Ethical fading occurs when we are so focused on other aspects of a decision that its ethical dimensions fade from view.
1. Can you explain the concept of ethical fading and perhaps give an example of when it happened to you?
2. Can you think of a situation where you were so intent upon pleasing an authority figure, fitting in with your friends, or achieving a goal that you failed to give an ethical issue your full attention? Did that situation cause you regret?
3. Can you think of an example of a friend who might have been the victim of ethical fading? Or a person in the news recently?
4. Is it plausible to you that when we think we are engaged in ethical reasoning often times we are merely justifying decisions we have already made?
5. How can we as well-meaning individuals guard against being the victims of ethical fading?
6. How can organizations help their employees to guard against ethical fading?
Egil “Bud” Krogh was a young lawyer who worked for the Nixon administration in the late 1960s and early 1970s as deputy assistant to the president. Military analyst Daniel Ellsberg leaked the “Pentagon Papers,” which contained sensitive information regarding the United States’ progress in the Vietnam War. President Nixon himself tasked Krogh with stopping leaks of top-secret information. And Nixon’s Assistant for Domestic Affairs, John Ehrlichman, instructed Krogh to investigate and discredit Ellsberg, telling Krogh that the leak was damaging to national security.

================================

Work to do
Retype the passage on ethical fading from "4. Is it plausible" to "against ethical fading?", keeping every word and mark the same. The data that comes next is separate material, unrelated to the passage on ethical fading.

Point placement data
================================

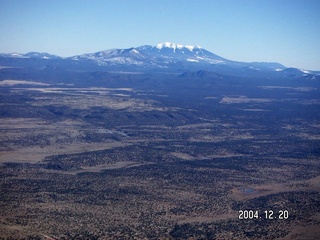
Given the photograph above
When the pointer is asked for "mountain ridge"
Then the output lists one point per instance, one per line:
(165, 57)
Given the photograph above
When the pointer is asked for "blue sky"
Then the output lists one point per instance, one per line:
(285, 31)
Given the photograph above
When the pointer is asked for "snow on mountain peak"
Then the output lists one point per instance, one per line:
(176, 46)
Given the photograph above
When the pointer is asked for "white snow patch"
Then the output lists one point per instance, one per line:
(192, 60)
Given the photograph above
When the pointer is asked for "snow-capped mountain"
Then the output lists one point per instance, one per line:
(158, 56)
(163, 57)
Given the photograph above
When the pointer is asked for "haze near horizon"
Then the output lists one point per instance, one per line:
(287, 32)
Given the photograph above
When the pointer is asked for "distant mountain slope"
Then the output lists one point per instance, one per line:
(164, 57)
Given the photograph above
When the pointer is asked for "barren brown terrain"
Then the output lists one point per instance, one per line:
(159, 160)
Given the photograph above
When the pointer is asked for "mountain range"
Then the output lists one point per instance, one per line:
(164, 57)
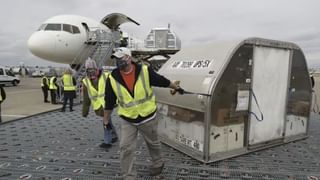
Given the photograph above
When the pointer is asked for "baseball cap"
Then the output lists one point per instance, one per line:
(90, 63)
(120, 52)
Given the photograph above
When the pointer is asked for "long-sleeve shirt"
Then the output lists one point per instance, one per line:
(111, 98)
(86, 100)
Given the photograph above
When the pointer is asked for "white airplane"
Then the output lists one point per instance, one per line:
(60, 38)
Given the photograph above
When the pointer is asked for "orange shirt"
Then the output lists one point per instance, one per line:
(129, 78)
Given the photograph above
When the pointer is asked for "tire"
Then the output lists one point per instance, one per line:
(14, 82)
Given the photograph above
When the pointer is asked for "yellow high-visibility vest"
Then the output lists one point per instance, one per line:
(52, 85)
(44, 77)
(96, 96)
(142, 104)
(67, 83)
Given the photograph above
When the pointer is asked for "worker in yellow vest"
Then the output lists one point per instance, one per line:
(93, 95)
(69, 89)
(53, 86)
(45, 88)
(2, 98)
(130, 86)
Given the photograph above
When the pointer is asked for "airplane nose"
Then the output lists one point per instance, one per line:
(41, 45)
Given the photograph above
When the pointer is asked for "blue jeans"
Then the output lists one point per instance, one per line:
(109, 134)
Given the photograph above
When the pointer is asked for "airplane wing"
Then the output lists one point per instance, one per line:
(114, 20)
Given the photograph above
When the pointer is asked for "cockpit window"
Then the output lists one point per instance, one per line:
(53, 27)
(75, 30)
(42, 27)
(67, 27)
(58, 27)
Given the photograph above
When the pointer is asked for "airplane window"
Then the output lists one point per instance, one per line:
(67, 27)
(53, 27)
(75, 30)
(42, 27)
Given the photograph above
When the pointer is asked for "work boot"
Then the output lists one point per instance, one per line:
(115, 139)
(156, 171)
(104, 145)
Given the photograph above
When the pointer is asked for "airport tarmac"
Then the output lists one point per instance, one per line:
(24, 100)
(57, 145)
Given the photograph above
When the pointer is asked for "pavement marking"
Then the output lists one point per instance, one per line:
(13, 115)
(19, 92)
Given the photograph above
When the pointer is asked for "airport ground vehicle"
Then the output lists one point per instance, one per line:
(7, 76)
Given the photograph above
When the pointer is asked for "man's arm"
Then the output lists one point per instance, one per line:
(86, 101)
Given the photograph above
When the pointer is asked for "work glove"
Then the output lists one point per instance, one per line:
(107, 126)
(180, 90)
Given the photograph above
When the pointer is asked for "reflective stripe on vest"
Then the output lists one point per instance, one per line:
(52, 85)
(96, 96)
(142, 104)
(42, 80)
(67, 83)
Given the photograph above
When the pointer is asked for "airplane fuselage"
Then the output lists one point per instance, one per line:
(61, 38)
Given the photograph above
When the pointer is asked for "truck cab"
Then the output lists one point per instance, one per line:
(8, 77)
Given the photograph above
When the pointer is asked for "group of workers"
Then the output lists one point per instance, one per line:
(68, 85)
(129, 88)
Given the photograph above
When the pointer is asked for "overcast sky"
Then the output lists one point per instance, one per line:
(195, 21)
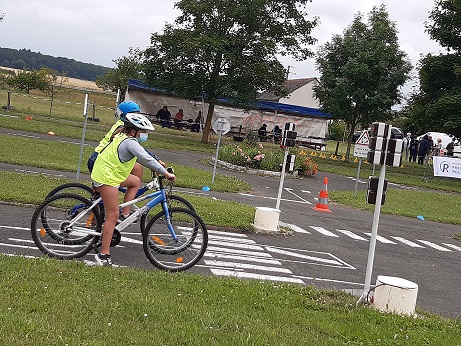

================================

Correct output
4. Is it plausible to you that when we think we are engaged in ethical reasoning often times we are merely justifying decisions we have already made?
5. How can we as well-meaning individuals guard against being the victims of ethical fading?
6. How can organizations help their employees to guard against ethical fading?